• Directions for this task:
Return the listing below verbatim. Pictures do not belong in the copy.
START Extracted information
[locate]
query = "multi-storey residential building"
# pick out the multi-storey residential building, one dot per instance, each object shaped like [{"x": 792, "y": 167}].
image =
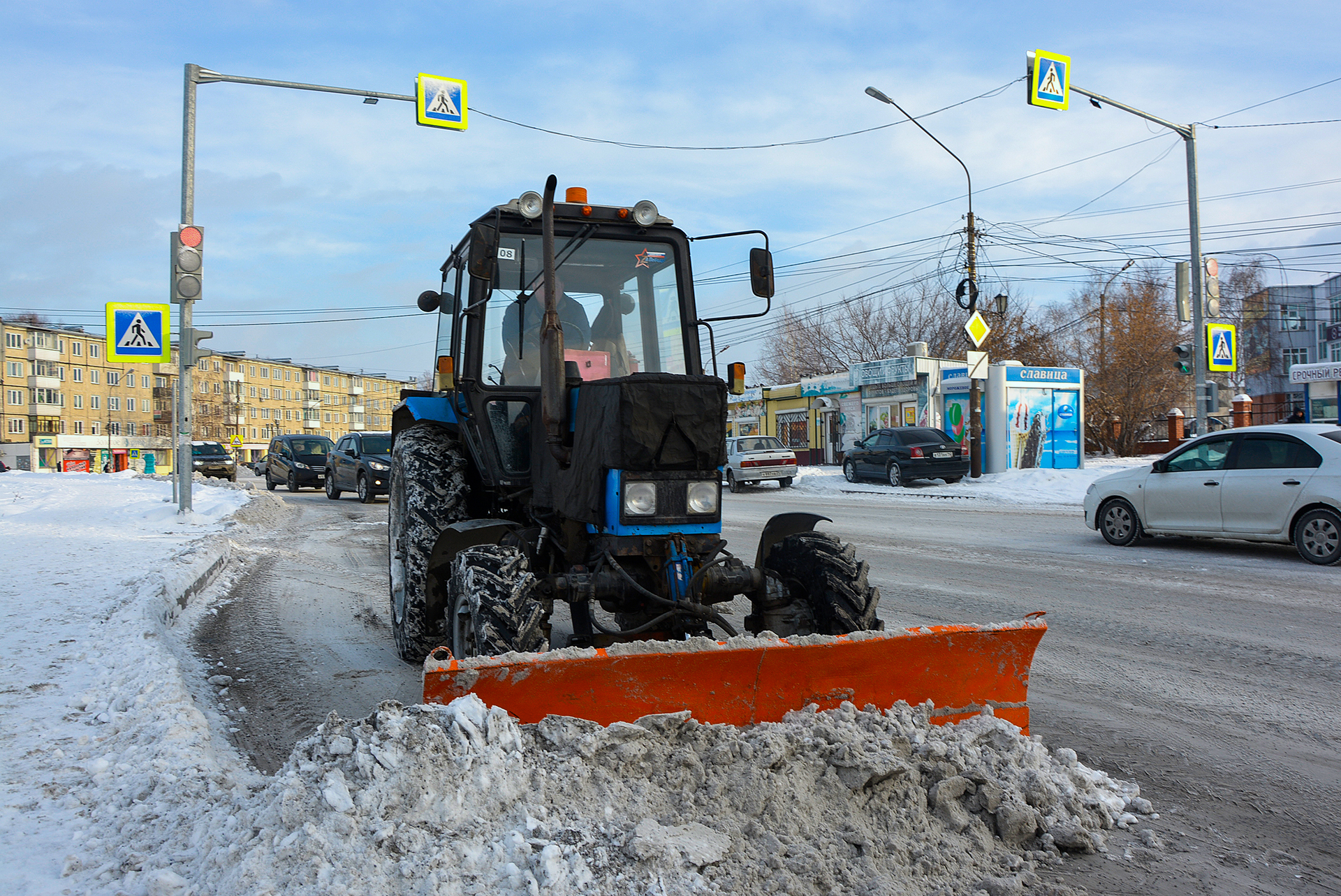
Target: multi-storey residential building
[
  {"x": 65, "y": 404},
  {"x": 259, "y": 399},
  {"x": 1285, "y": 325}
]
END Extracted information
• Result of the exercise:
[locate]
query = "multi-storey residential building"
# pick out the multi-storey residential building, one dot per instance, each object shaped like [{"x": 792, "y": 167}].
image =
Target: multi-storey residential building
[
  {"x": 65, "y": 404},
  {"x": 259, "y": 399},
  {"x": 1285, "y": 325}
]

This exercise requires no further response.